*Objective*. Locate every line in the material below that contains the word "green" and copy each such line. Matching is case-sensitive.

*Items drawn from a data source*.
■ ■ ■ ■ ■
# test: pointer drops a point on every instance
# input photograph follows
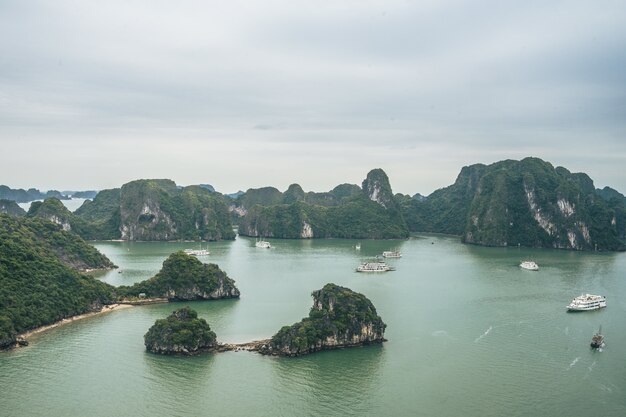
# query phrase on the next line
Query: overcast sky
(243, 94)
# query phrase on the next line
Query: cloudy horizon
(249, 94)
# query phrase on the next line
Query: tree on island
(182, 333)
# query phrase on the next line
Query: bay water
(469, 333)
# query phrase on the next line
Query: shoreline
(103, 310)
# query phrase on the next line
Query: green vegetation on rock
(12, 208)
(39, 283)
(157, 210)
(339, 318)
(184, 277)
(526, 203)
(345, 212)
(181, 333)
(24, 196)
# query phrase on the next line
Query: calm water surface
(470, 334)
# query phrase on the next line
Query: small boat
(529, 265)
(586, 302)
(197, 252)
(262, 244)
(373, 267)
(597, 341)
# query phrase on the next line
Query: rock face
(377, 188)
(12, 208)
(527, 203)
(183, 278)
(345, 212)
(182, 333)
(150, 210)
(339, 318)
(39, 281)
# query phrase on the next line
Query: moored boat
(373, 267)
(197, 252)
(586, 302)
(262, 244)
(529, 265)
(597, 341)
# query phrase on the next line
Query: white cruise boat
(373, 267)
(587, 302)
(530, 265)
(262, 244)
(197, 252)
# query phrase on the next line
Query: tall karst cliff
(526, 203)
(158, 210)
(345, 212)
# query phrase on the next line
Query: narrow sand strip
(105, 309)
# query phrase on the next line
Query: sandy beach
(105, 309)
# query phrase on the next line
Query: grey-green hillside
(527, 203)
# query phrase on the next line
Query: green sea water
(469, 334)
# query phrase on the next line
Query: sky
(245, 94)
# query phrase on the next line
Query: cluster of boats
(197, 252)
(264, 244)
(378, 265)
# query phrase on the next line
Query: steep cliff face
(339, 318)
(346, 212)
(52, 209)
(12, 208)
(157, 210)
(527, 203)
(377, 188)
(39, 282)
(184, 278)
(182, 333)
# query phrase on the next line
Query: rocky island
(183, 278)
(339, 318)
(182, 333)
(348, 211)
(40, 282)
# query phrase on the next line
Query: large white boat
(373, 267)
(587, 302)
(262, 244)
(529, 265)
(197, 252)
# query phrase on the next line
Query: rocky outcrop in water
(526, 203)
(339, 318)
(345, 212)
(182, 333)
(12, 208)
(184, 278)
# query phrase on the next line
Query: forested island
(523, 203)
(41, 281)
(182, 333)
(508, 203)
(339, 318)
(183, 278)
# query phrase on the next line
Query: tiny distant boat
(529, 265)
(373, 267)
(197, 252)
(262, 244)
(597, 341)
(587, 302)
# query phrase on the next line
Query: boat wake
(571, 365)
(484, 334)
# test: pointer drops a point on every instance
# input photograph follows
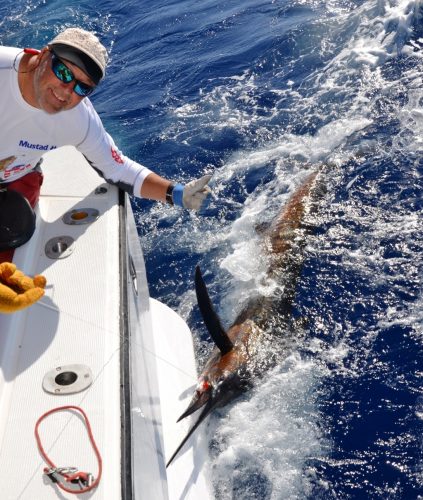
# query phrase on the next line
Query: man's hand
■ ■ ■ ■ ■
*Answer*.
Query: green vegetation on rock
Query: grey-green hillside
Query: green sea water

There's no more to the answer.